# Start of Record set
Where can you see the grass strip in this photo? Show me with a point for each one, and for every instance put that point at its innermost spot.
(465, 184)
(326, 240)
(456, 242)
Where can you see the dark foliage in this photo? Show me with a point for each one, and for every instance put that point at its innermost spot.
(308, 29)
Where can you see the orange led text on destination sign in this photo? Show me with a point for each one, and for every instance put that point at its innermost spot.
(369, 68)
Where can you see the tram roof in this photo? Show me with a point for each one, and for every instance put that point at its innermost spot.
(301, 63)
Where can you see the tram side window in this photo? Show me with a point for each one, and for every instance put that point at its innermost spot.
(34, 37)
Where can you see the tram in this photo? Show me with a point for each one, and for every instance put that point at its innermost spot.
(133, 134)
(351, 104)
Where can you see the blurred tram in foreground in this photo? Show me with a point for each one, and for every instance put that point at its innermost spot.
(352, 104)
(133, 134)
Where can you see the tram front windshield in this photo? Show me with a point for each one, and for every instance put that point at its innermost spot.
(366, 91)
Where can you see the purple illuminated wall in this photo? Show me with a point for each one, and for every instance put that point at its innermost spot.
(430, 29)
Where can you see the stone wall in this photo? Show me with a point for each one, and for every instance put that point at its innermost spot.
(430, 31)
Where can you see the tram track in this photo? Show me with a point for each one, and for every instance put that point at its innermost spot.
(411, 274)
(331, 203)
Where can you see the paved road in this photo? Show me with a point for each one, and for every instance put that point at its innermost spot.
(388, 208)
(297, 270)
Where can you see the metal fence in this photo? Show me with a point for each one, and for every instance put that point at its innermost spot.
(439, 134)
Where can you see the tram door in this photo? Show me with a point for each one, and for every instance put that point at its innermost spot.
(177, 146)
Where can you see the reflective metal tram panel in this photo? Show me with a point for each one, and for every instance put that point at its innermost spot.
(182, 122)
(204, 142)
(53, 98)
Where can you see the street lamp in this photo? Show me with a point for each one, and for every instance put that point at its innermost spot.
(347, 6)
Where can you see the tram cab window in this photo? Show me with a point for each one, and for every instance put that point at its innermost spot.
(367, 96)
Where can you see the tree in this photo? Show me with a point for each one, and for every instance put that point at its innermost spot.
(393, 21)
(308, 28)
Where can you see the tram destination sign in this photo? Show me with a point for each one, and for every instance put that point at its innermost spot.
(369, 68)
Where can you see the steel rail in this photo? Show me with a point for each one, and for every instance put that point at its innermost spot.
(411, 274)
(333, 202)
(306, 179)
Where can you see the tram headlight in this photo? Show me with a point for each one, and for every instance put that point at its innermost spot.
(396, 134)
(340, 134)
# End of Record set
# Start of Record set
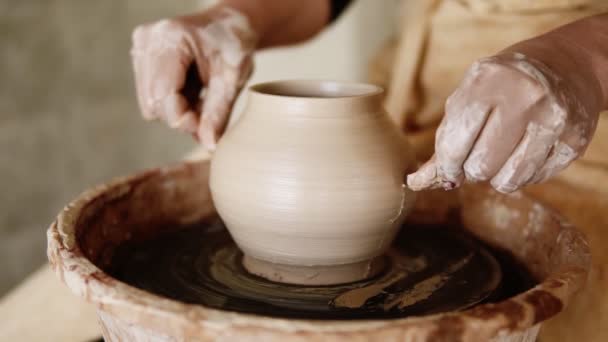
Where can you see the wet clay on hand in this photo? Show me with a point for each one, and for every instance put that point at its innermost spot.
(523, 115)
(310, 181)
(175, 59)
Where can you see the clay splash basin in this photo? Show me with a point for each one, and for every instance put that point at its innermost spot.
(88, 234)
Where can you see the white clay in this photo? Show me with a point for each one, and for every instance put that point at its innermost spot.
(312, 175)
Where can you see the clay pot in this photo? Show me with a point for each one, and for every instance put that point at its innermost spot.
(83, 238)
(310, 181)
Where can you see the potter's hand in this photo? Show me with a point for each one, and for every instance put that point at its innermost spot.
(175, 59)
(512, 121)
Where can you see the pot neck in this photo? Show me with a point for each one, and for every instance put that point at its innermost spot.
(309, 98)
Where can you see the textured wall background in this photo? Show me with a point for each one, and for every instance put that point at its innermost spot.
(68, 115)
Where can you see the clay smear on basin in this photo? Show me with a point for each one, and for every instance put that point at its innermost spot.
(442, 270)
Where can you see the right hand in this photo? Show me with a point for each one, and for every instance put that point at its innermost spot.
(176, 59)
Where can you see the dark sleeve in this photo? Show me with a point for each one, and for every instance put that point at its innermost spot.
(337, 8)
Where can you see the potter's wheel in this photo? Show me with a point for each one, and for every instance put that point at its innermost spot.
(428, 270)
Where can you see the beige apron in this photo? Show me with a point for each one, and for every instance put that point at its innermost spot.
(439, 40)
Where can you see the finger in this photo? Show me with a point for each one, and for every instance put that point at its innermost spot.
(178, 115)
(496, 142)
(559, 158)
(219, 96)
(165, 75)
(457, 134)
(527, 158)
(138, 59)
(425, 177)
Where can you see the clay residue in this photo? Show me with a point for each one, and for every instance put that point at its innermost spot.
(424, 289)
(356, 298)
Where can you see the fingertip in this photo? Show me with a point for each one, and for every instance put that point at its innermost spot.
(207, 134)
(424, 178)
# End of Record set
* Do this *
Which lines in the records above contain the string "hand", matching case exactly? Pick out each of those lines and copy it in full.

* Full output *
Where can you see the wet clay on hand in this photo? Show me with a point for each one, and for every instance put that point at its innermost spot.
Where can you see the potter's hand in this photo? Show me with a point for each one, and for every instance put that point at its innermost spot.
Where can you see the right hand in this photo? Show me with a point for each one, and for every instance put that point at its innermost spot.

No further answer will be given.